[Saved entries]
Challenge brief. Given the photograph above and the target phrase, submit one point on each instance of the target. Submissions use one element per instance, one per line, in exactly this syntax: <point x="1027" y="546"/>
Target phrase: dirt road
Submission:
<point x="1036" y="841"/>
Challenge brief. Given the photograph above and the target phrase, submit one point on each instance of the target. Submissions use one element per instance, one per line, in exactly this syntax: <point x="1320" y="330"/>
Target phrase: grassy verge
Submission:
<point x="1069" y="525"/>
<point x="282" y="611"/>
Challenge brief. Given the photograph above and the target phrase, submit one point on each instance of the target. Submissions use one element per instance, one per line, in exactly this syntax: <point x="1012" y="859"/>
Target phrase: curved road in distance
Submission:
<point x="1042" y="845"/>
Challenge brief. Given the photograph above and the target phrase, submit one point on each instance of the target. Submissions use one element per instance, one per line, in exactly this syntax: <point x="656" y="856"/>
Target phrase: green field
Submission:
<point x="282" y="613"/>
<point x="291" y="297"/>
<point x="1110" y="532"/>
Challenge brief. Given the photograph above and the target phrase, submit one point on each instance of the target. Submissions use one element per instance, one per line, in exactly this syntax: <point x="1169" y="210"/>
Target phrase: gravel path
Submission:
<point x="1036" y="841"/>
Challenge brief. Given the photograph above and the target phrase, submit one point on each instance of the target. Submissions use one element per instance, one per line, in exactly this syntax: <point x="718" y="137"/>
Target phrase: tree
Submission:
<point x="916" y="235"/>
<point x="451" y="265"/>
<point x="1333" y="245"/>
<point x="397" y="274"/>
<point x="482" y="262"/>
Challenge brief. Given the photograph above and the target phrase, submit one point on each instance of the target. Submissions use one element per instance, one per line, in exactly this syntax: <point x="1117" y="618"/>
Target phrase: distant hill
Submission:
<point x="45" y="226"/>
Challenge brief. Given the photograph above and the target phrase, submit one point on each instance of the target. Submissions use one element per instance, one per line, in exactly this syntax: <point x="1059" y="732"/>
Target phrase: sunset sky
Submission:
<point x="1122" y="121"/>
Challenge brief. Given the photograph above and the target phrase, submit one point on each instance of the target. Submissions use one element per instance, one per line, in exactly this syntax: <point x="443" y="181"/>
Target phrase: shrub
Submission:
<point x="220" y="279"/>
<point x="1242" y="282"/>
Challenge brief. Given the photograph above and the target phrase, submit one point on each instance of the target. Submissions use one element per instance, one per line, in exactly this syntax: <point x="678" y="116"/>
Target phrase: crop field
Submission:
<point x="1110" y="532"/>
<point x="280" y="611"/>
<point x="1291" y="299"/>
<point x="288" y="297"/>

The problem - Whenever the word "field" shows up in a line of the entries, copy that line.

Output for this task -
Target phrase: green field
Target phrase: crop field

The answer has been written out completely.